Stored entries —

---+---

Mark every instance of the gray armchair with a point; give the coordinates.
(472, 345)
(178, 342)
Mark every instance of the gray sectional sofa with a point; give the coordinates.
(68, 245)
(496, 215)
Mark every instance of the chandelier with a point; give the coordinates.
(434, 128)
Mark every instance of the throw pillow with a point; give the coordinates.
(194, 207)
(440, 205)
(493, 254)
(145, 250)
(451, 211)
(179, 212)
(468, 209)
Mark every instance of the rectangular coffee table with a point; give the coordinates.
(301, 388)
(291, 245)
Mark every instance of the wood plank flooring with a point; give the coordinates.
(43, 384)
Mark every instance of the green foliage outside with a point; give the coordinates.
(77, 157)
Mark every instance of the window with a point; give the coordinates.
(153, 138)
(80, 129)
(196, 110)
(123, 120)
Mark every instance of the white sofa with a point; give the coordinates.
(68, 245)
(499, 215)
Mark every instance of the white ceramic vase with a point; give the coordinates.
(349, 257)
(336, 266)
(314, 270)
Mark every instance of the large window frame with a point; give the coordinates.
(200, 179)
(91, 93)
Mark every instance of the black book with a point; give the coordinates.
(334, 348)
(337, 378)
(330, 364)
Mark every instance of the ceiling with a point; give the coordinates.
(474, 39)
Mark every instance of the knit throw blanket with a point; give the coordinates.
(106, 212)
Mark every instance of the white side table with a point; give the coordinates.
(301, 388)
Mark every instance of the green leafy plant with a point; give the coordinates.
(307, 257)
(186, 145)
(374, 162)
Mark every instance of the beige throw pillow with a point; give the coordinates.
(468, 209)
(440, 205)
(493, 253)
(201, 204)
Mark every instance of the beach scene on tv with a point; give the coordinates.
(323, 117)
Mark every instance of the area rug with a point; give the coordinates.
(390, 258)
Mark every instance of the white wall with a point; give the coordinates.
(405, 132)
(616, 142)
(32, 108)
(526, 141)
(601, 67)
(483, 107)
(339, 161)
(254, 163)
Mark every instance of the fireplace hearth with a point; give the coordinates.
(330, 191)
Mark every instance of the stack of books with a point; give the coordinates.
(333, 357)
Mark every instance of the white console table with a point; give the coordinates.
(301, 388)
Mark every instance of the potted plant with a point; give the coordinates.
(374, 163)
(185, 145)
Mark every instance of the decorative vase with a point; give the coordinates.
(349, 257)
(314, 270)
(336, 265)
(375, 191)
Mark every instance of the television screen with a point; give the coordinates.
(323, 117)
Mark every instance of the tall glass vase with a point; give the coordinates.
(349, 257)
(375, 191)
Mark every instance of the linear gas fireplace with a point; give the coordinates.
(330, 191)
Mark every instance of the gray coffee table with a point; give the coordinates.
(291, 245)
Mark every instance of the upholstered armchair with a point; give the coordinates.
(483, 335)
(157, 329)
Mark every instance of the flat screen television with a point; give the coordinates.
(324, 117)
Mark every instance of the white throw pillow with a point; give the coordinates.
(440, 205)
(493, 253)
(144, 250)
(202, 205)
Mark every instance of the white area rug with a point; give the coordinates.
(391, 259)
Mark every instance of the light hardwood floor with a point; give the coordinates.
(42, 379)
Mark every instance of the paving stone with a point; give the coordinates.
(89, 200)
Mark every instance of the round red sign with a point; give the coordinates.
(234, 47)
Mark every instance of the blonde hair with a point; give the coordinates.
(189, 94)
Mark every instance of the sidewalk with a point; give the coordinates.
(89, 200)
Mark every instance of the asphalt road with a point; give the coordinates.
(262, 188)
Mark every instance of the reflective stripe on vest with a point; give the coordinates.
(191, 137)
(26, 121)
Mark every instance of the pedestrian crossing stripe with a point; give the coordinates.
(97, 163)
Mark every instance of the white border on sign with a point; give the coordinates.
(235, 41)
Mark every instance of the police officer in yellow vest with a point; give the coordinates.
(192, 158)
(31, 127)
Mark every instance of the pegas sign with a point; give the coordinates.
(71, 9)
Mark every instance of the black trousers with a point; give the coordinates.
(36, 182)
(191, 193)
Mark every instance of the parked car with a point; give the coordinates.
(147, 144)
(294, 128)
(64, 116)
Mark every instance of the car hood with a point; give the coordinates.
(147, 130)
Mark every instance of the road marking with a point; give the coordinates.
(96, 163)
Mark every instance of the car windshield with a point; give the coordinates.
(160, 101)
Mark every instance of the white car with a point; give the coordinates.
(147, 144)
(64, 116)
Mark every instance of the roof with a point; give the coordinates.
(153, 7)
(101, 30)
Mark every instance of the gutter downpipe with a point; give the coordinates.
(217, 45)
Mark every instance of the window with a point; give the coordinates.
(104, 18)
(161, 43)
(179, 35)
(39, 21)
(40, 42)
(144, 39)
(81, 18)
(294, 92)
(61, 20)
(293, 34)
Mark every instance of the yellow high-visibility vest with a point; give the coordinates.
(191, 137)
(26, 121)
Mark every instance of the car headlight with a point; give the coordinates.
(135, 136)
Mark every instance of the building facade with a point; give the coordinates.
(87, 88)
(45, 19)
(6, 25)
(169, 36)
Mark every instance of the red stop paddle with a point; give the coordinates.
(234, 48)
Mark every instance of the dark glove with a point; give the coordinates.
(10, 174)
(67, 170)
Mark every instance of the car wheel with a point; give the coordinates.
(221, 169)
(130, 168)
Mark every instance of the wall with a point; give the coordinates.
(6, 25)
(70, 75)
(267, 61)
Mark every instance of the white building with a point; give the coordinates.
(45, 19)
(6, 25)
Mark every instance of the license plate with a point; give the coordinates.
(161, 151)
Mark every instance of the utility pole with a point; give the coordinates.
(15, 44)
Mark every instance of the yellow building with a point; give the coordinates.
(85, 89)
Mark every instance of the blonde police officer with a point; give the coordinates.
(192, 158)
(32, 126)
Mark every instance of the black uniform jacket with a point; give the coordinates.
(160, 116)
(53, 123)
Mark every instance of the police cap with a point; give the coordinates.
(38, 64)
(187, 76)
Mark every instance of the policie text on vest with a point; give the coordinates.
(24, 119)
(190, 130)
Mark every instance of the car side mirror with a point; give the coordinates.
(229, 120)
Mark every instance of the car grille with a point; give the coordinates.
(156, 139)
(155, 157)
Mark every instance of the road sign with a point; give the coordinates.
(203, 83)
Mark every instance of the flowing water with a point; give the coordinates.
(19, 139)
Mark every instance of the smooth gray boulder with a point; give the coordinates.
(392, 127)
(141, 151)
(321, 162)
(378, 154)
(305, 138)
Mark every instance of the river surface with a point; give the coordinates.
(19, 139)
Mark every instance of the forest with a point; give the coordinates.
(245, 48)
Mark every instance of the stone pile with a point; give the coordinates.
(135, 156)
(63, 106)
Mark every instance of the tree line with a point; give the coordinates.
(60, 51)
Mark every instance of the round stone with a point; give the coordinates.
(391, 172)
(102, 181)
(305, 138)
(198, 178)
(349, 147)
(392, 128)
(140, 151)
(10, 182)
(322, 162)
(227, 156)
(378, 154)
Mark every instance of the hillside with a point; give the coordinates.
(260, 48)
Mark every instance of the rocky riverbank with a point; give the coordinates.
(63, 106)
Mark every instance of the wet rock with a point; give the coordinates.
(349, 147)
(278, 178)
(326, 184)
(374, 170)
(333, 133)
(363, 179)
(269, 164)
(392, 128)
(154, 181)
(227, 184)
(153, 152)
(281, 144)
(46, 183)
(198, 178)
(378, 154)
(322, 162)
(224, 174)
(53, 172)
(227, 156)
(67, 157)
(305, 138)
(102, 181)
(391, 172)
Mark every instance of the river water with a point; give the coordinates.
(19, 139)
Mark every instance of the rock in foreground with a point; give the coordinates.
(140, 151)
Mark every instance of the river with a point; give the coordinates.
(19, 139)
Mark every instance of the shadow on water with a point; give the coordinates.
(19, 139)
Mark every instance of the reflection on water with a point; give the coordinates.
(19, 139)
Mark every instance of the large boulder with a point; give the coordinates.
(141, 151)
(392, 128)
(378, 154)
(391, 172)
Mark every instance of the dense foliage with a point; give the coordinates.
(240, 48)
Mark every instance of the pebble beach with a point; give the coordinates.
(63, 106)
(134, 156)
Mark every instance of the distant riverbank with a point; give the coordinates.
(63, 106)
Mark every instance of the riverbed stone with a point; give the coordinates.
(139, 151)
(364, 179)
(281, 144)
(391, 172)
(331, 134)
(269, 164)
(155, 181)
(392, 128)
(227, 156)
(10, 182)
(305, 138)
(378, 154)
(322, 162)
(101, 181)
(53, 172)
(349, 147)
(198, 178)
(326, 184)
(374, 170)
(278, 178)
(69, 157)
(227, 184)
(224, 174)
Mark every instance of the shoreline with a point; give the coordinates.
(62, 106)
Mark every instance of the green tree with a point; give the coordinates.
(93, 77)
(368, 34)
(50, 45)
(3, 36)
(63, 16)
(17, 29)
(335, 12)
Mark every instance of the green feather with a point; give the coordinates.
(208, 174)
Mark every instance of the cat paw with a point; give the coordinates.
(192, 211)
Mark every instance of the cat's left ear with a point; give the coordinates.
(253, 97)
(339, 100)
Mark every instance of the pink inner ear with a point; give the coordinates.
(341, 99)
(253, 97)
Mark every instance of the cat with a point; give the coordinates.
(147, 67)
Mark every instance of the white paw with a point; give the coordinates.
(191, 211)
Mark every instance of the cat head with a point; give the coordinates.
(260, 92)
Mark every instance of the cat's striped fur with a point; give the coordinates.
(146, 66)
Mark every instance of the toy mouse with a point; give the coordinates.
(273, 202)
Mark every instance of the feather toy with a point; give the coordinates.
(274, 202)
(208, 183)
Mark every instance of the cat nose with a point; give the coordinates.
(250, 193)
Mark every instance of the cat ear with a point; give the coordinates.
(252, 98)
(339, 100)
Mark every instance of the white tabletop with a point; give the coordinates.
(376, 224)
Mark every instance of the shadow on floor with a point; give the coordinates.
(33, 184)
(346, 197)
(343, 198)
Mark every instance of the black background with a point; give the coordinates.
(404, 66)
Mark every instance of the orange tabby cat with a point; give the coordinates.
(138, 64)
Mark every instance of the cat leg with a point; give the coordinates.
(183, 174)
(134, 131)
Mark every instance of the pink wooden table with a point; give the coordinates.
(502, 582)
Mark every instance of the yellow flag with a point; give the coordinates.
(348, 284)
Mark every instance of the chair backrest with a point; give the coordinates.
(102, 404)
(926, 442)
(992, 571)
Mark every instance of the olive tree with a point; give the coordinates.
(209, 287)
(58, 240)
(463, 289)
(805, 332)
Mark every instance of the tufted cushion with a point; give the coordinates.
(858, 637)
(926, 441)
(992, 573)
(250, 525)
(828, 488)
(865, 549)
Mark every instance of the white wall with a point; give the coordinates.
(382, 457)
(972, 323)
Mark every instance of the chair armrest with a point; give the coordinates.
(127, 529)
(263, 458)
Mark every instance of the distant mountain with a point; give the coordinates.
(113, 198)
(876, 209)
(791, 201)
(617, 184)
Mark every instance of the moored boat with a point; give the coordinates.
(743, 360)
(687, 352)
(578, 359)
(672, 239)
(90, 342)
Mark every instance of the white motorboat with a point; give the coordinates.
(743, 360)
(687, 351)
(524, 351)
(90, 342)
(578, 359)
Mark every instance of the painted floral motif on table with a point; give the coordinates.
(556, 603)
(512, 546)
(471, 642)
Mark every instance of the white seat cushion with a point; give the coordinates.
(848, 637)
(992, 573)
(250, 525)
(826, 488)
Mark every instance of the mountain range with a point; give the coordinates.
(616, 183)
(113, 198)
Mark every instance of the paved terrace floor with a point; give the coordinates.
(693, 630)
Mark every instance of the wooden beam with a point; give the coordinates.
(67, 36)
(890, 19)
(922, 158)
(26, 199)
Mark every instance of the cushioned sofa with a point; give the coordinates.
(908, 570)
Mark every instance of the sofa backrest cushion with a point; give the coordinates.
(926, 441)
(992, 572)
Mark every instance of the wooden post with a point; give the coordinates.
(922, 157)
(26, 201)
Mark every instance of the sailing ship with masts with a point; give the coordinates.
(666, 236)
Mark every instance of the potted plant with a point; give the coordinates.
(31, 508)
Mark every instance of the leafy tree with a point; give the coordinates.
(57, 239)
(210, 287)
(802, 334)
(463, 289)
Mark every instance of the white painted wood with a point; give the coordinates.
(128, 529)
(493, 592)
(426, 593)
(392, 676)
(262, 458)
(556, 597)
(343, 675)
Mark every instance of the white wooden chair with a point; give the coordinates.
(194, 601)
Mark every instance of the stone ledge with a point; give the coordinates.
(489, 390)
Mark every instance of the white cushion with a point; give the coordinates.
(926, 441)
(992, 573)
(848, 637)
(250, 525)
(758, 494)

---+---

WHAT IS NEEDED —
Would you quote, exactly and only, the lines from the one containing "Mark every instance of the white motorboat" to the end of the entries?

ANSWER FOR THIS EXERCISE —
Mark every instance of the white motorboat with a point; give the coordinates.
(743, 360)
(687, 351)
(524, 351)
(90, 342)
(578, 359)
Mark every instance of the painted floral motif on table with a point; give the coordinates.
(556, 603)
(512, 546)
(471, 642)
Mark every instance of the white seat cushion with a point; give the coordinates.
(848, 637)
(992, 573)
(250, 525)
(826, 488)
Mark every instance of the mountain range with a point; give the coordinates.
(616, 183)
(113, 198)
Mark every instance of the paved terrace floor with a point; give the coordinates.
(693, 630)
Mark every instance of the wooden beam with a point; give the coordinates.
(67, 36)
(890, 19)
(922, 158)
(26, 199)
Mark every instance of the cushioned sofa with a point; give the coordinates.
(908, 570)
Mark every instance of the sofa backrest cushion with a point; give the coordinates.
(926, 441)
(992, 572)
Mark every instance of the wooden post with a point; give the coordinates.
(922, 157)
(26, 201)
Mark every instance of the sailing ship with masts with a point; give the coordinates.
(666, 236)
Mark every instance of the potted plant with a point; give the coordinates.
(31, 508)
Mark every instance of the leafy tree with a point; give the coordinates.
(57, 239)
(210, 287)
(802, 334)
(463, 289)
Mark every instance of the white painted wood with a point; give the coordinates.
(128, 529)
(493, 592)
(426, 593)
(392, 676)
(262, 458)
(556, 597)
(343, 675)
Mark every instance of the white wooden chair with a point; give the coordinates.
(194, 601)
Mark every instance of the stone ledge with a point; give the coordinates.
(489, 390)
Mark every instance of the white cushion with a point; give the coordinates.
(926, 441)
(992, 573)
(848, 637)
(250, 525)
(758, 494)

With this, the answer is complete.